• [PROBLEM TO SOLVE]: Could you convert the listing below into a Markdown table with the columns Row and Line? Start at the line that contains "Look at the photo above. For every instance of the tree", end at the line that contains "(622, 1203)", include both of those lines, and leave out blank lines and the pictures.

• [RECORD SET]:
[start]
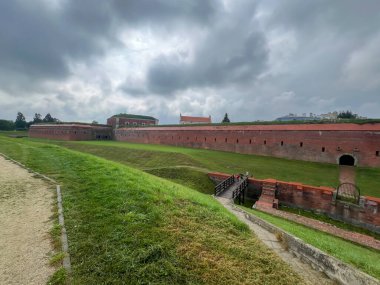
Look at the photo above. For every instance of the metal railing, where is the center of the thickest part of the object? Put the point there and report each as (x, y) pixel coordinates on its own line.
(239, 191)
(222, 186)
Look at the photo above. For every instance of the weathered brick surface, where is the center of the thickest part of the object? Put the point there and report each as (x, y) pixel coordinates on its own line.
(122, 122)
(311, 142)
(320, 199)
(70, 132)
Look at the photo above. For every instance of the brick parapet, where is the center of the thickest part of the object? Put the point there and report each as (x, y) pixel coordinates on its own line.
(314, 142)
(319, 199)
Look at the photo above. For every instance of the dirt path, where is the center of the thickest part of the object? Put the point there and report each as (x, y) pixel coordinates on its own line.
(25, 211)
(309, 275)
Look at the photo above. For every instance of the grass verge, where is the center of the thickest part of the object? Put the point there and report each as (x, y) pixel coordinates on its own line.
(128, 227)
(360, 257)
(153, 156)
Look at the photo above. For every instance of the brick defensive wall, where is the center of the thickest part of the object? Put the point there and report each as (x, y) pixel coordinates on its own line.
(311, 142)
(71, 131)
(318, 199)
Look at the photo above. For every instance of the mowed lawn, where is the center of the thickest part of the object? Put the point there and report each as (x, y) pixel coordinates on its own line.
(366, 259)
(157, 158)
(128, 227)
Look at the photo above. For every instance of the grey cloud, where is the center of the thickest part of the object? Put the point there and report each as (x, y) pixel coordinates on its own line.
(233, 52)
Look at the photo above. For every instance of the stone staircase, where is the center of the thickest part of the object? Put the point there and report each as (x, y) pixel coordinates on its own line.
(268, 197)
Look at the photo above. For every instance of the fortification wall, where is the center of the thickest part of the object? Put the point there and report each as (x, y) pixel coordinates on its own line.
(72, 132)
(319, 199)
(311, 142)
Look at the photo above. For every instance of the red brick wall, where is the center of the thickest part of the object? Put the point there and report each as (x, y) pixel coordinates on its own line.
(311, 142)
(125, 122)
(320, 199)
(74, 132)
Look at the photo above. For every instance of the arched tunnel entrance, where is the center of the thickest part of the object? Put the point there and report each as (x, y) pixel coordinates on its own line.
(347, 159)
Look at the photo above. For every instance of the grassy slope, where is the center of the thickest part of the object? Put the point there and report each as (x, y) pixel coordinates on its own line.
(311, 173)
(361, 257)
(128, 227)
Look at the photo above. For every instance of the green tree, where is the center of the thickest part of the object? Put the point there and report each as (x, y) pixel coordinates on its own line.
(347, 115)
(20, 122)
(6, 125)
(226, 120)
(37, 118)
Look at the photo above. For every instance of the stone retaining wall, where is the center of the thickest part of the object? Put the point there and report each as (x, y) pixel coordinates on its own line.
(320, 200)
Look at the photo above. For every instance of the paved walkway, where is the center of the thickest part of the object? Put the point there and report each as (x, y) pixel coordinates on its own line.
(325, 227)
(309, 275)
(25, 211)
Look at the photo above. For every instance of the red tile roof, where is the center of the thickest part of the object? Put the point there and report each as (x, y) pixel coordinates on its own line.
(195, 119)
(292, 127)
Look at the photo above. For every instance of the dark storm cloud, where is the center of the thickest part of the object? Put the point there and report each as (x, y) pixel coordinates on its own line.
(233, 52)
(164, 11)
(37, 42)
(263, 57)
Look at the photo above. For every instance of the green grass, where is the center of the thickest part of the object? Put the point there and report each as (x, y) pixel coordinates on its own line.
(152, 156)
(361, 257)
(128, 227)
(186, 176)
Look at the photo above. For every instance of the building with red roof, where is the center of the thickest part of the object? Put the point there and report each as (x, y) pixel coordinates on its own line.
(194, 120)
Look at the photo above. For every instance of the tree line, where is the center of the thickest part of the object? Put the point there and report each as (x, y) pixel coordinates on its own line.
(21, 124)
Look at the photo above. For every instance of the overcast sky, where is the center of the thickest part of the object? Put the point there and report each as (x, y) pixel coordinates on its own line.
(256, 60)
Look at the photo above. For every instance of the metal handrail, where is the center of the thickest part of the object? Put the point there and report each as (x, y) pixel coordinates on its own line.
(222, 186)
(240, 188)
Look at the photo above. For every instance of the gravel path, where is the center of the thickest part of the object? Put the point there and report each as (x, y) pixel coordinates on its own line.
(25, 211)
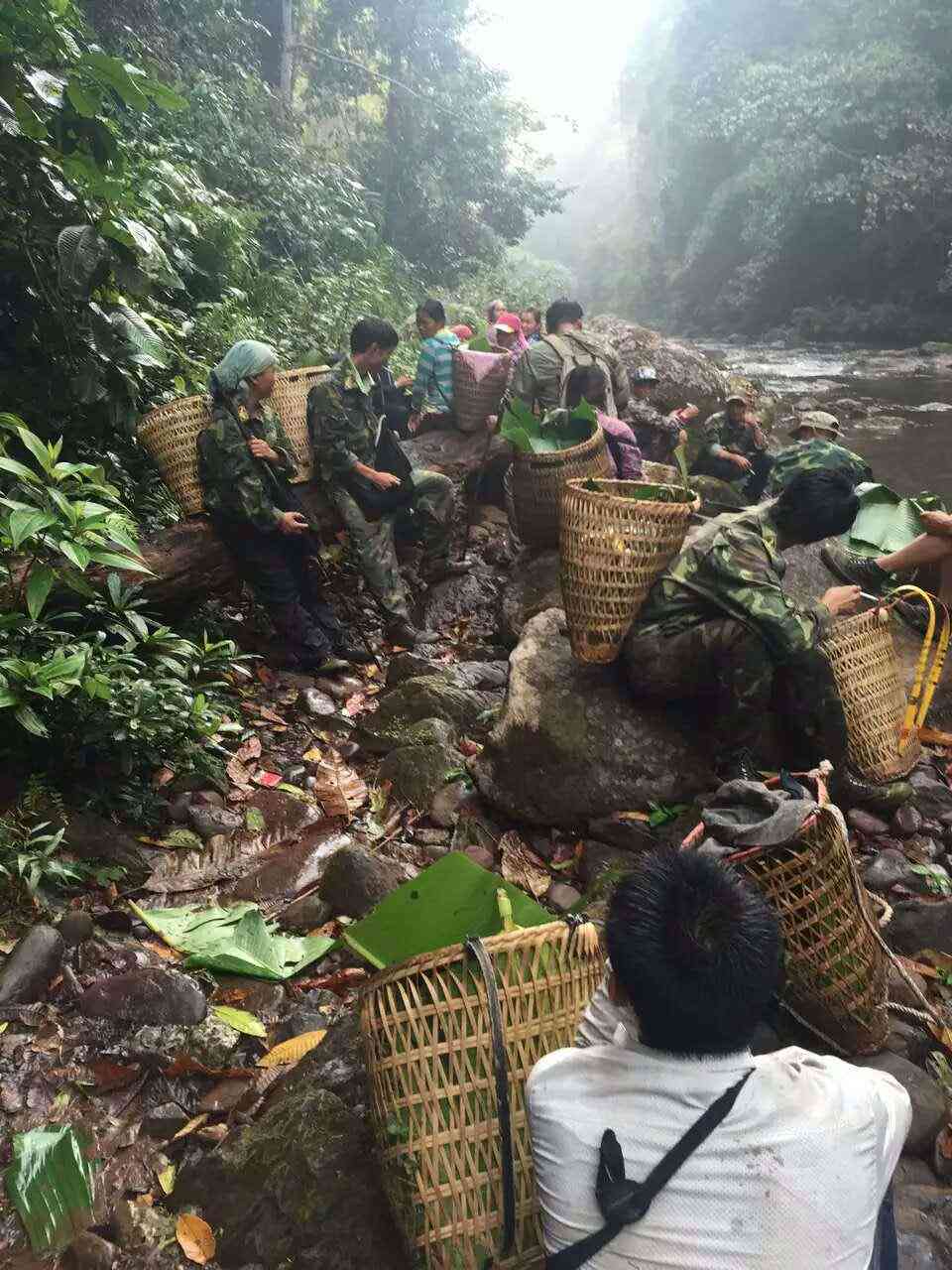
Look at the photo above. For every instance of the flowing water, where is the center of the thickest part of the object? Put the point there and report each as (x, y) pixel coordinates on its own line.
(906, 445)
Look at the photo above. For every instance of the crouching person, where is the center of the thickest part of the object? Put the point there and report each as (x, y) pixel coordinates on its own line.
(706, 1156)
(245, 463)
(371, 480)
(717, 626)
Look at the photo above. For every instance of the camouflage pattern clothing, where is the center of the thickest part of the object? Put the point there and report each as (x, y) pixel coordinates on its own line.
(656, 434)
(344, 426)
(806, 456)
(543, 367)
(235, 485)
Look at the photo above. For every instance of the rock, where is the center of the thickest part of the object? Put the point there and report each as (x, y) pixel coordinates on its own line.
(211, 821)
(419, 772)
(89, 1252)
(927, 1097)
(318, 702)
(562, 897)
(150, 996)
(295, 869)
(444, 810)
(685, 373)
(166, 1120)
(534, 587)
(571, 744)
(306, 915)
(888, 869)
(32, 966)
(303, 1175)
(906, 821)
(75, 929)
(357, 880)
(866, 824)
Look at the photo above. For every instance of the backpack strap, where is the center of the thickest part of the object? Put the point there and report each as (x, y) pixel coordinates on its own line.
(622, 1203)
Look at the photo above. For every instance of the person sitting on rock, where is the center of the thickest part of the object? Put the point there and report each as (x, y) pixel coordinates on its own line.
(370, 479)
(796, 1165)
(735, 448)
(245, 463)
(719, 626)
(588, 384)
(816, 435)
(657, 435)
(543, 368)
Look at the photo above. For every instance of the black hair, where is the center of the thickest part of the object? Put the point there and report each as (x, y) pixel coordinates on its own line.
(815, 506)
(585, 381)
(372, 330)
(433, 309)
(697, 952)
(562, 310)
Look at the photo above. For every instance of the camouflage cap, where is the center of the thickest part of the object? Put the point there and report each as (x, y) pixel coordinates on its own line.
(820, 421)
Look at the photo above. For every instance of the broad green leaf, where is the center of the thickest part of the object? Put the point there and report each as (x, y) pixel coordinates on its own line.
(240, 1020)
(39, 587)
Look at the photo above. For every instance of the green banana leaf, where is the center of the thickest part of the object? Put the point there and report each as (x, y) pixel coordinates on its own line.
(234, 942)
(444, 905)
(888, 521)
(50, 1183)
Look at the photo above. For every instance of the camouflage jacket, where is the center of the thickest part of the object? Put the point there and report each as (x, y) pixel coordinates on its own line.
(236, 485)
(341, 422)
(806, 456)
(656, 434)
(737, 437)
(734, 567)
(540, 371)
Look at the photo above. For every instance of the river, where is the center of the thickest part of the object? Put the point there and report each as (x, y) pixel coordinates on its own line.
(905, 444)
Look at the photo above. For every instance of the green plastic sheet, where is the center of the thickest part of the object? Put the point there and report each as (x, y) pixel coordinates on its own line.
(234, 942)
(444, 905)
(50, 1183)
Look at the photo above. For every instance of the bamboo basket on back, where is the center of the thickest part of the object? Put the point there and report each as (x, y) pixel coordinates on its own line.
(433, 1086)
(169, 434)
(612, 548)
(536, 486)
(883, 725)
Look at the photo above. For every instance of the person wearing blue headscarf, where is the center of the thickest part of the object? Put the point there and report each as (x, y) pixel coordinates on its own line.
(245, 466)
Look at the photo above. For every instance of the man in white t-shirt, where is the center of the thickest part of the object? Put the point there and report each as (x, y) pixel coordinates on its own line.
(794, 1175)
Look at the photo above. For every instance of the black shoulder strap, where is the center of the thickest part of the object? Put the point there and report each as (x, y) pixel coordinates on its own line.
(622, 1202)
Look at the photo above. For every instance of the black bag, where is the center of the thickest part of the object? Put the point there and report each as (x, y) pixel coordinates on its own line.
(390, 457)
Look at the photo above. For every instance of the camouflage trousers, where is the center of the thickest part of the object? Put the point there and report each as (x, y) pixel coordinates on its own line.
(730, 671)
(372, 541)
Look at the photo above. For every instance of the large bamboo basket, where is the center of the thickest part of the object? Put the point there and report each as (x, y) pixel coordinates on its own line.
(429, 1057)
(171, 432)
(837, 964)
(612, 549)
(865, 666)
(537, 480)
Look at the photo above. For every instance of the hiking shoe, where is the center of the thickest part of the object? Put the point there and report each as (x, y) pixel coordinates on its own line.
(856, 570)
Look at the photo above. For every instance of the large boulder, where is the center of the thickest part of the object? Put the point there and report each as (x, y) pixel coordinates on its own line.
(571, 744)
(685, 373)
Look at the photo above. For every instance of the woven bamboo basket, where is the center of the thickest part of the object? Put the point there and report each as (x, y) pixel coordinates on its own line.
(612, 549)
(429, 1057)
(864, 658)
(171, 432)
(837, 966)
(536, 486)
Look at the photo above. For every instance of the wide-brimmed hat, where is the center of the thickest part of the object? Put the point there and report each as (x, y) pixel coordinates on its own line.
(820, 421)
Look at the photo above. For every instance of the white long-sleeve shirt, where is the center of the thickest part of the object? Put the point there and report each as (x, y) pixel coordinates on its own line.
(791, 1180)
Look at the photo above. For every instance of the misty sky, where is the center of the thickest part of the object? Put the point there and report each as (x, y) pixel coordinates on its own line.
(543, 44)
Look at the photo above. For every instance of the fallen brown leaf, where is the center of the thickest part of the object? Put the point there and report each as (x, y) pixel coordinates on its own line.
(195, 1238)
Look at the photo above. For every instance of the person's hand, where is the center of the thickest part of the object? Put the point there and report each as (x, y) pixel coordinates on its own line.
(385, 480)
(842, 599)
(262, 449)
(938, 524)
(293, 524)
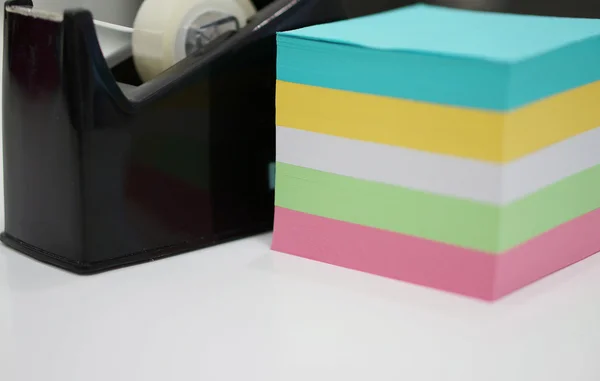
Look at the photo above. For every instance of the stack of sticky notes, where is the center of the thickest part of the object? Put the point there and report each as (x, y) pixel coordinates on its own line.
(454, 149)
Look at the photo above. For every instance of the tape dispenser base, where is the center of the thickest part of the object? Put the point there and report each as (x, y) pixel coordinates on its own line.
(101, 174)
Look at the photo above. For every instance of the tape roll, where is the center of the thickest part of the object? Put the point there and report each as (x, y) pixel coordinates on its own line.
(165, 32)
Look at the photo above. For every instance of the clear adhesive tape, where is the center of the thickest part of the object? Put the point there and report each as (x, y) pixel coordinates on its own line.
(165, 32)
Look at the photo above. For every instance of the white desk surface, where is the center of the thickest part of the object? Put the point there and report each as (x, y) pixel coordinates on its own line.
(239, 312)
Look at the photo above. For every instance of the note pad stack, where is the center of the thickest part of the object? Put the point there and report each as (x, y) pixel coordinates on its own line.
(454, 149)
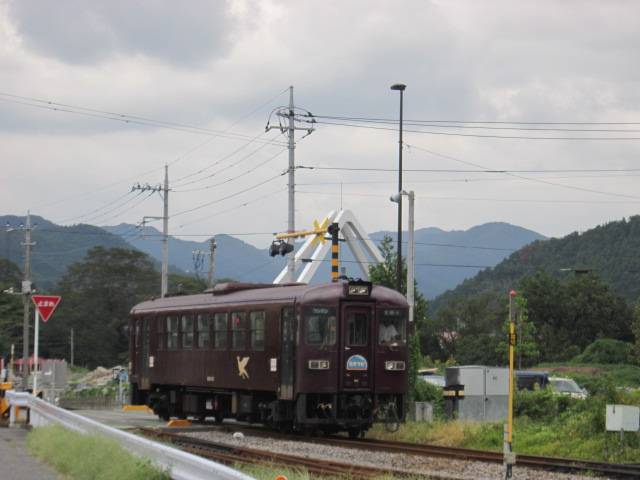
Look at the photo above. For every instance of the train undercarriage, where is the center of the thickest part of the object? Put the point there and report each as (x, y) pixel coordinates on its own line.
(310, 413)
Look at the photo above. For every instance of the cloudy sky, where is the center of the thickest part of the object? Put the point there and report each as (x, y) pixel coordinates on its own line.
(526, 112)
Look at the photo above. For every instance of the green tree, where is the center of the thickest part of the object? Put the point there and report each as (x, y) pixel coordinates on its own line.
(469, 329)
(570, 315)
(635, 327)
(11, 308)
(384, 274)
(97, 295)
(526, 351)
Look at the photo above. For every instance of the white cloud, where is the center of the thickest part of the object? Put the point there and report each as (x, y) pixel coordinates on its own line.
(227, 66)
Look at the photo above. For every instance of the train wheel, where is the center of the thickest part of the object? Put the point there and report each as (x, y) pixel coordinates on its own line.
(218, 417)
(284, 427)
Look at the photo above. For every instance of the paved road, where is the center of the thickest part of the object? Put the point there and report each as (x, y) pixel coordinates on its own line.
(16, 463)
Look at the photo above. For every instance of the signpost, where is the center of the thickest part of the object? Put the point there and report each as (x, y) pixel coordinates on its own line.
(45, 305)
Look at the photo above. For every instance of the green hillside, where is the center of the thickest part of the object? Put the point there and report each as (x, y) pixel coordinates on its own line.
(610, 251)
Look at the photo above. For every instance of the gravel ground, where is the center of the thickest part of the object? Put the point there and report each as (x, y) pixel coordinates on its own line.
(457, 469)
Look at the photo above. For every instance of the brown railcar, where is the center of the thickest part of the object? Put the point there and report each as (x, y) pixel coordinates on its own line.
(293, 356)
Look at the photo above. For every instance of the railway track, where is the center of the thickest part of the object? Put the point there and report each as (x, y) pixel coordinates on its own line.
(612, 470)
(236, 454)
(232, 455)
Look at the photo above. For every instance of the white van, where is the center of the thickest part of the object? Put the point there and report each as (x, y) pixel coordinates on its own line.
(567, 386)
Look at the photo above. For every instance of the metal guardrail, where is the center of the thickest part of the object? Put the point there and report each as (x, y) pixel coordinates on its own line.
(181, 465)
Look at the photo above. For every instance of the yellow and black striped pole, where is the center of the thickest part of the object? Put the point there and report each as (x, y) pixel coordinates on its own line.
(335, 249)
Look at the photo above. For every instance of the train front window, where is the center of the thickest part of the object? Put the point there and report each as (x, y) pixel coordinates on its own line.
(392, 326)
(172, 331)
(357, 329)
(320, 326)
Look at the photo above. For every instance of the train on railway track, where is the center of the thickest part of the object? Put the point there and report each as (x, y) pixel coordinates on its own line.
(296, 357)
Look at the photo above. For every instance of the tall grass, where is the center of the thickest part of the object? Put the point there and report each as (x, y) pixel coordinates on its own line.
(88, 457)
(545, 424)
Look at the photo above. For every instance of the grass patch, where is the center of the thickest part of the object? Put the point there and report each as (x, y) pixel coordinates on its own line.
(88, 457)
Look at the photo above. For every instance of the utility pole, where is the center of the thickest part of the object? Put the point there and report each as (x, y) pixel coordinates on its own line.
(291, 224)
(164, 193)
(197, 259)
(165, 235)
(290, 129)
(212, 246)
(26, 297)
(71, 341)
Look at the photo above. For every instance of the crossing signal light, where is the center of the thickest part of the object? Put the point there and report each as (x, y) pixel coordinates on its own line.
(281, 248)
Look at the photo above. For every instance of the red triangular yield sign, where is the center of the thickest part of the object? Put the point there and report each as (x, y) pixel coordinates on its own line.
(45, 304)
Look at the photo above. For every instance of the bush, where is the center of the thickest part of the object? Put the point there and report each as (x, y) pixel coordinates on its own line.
(607, 351)
(89, 457)
(427, 392)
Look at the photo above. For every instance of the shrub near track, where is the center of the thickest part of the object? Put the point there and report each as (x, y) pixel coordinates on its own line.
(88, 457)
(545, 424)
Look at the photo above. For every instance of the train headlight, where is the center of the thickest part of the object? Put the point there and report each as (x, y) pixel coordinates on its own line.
(359, 289)
(319, 364)
(394, 365)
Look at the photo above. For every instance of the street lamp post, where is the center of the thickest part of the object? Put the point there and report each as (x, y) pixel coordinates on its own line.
(399, 87)
(411, 256)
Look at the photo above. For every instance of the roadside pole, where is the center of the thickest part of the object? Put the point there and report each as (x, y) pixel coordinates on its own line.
(509, 456)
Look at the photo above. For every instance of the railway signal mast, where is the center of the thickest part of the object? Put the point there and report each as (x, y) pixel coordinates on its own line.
(289, 113)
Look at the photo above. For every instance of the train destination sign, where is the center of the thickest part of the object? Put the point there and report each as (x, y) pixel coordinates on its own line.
(45, 304)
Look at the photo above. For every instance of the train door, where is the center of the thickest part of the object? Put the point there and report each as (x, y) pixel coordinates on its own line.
(287, 351)
(144, 325)
(357, 348)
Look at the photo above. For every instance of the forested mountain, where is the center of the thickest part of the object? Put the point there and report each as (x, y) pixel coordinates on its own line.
(443, 259)
(55, 247)
(610, 251)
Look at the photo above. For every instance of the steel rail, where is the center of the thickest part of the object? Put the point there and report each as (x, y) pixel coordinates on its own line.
(616, 470)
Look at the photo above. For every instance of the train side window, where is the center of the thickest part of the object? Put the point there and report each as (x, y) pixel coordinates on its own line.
(320, 325)
(187, 331)
(220, 331)
(238, 329)
(392, 327)
(357, 329)
(203, 330)
(160, 323)
(172, 331)
(256, 319)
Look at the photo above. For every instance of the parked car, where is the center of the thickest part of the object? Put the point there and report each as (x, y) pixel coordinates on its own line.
(528, 380)
(567, 386)
(437, 380)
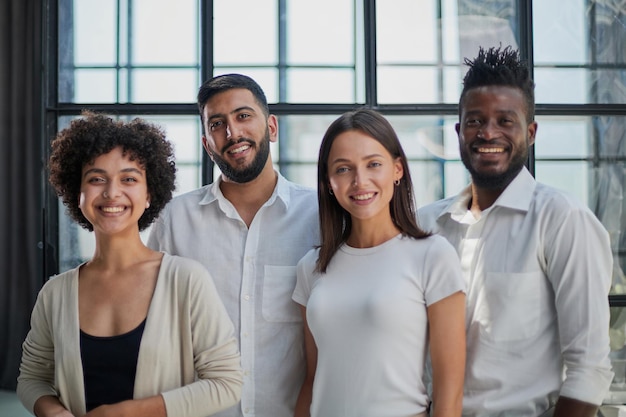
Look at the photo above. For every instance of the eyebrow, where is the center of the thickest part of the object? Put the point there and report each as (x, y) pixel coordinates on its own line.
(237, 110)
(366, 157)
(102, 171)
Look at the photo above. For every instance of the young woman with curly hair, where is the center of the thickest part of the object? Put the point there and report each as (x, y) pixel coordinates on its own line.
(132, 331)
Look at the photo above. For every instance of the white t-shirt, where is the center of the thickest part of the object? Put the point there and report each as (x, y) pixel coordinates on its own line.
(538, 265)
(368, 317)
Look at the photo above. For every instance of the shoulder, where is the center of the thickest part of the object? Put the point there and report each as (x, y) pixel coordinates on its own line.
(60, 283)
(428, 214)
(555, 202)
(299, 192)
(182, 266)
(190, 197)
[end]
• [SOLUTION FOR THIS EXERCISE]:
| Row | Line |
|---|---|
| 1 | Look at the photo above. For every instance of the tree line, where is the center of the thickest part of the object? Put the point there and report each as (x, y) pixel coordinates on its own line. |
| 2 | (21, 124) |
| 3 | Look at the photo above. For every instance of the overcast sky, where is the center of the thickest part of the object? Put the point there and report each as (x, y) pixel coordinates on its own line. |
| 4 | (256, 60) |
| 5 | Look at the photo above. For every instance of the metal handrail, where is the center of the thickest part of the object? Put the point there and report each as (x, y) pixel coordinates on its own line. |
| 6 | (222, 186) |
| 7 | (240, 188) |
| 8 | Look at the photo above. For every instance of the gravel path, where is the center of the thickest part of the object? Put the point there and report each as (x, y) pixel coordinates on its own line. |
| 9 | (25, 211) |
| 10 | Look at the photo above. For every instance of the flowing water, where is the center of the thickest part of the object? Put the point there and report each as (x, y) pixel coordinates on its own line. |
| 11 | (906, 445) |
| 12 | Look at the photo above. For every instance of the crouching person, where is the center of the thickest part of the object? Put the point there and report each as (x, y) pixel coordinates on its own line. |
| 13 | (706, 1156) |
| 14 | (245, 463) |
| 15 | (371, 480) |
| 16 | (717, 626) |
| 17 | Look at the photo above. For every instance of the camouflage pattern clothing, where is the center of the thickest part of the object? Put the point there and report each as (x, y) pixel coordinates on its own line. |
| 18 | (656, 434) |
| 19 | (344, 426) |
| 20 | (806, 456) |
| 21 | (543, 367) |
| 22 | (235, 485) |
| 23 | Look at the photo above. For every instance of the rock, where is the center of the thickest part of the object? Put the point there and report each as (x, y) pixel coordinates on its own line. |
| 24 | (211, 821) |
| 25 | (419, 772) |
| 26 | (89, 1252) |
| 27 | (927, 1097) |
| 28 | (318, 702) |
| 29 | (562, 897) |
| 30 | (150, 996) |
| 31 | (295, 869) |
| 32 | (444, 810) |
| 33 | (685, 373) |
| 34 | (166, 1120) |
| 35 | (534, 587) |
| 36 | (571, 744) |
| 37 | (306, 915) |
| 38 | (888, 869) |
| 39 | (32, 966) |
| 40 | (303, 1175) |
| 41 | (906, 821) |
| 42 | (75, 929) |
| 43 | (357, 880) |
| 44 | (866, 824) |
| 45 | Look at the photo above. For every instance of the backpack strap, where is the center of the thickest part of the object? Put the point there and report each as (x, y) pixel coordinates on its own line. |
| 46 | (622, 1203) |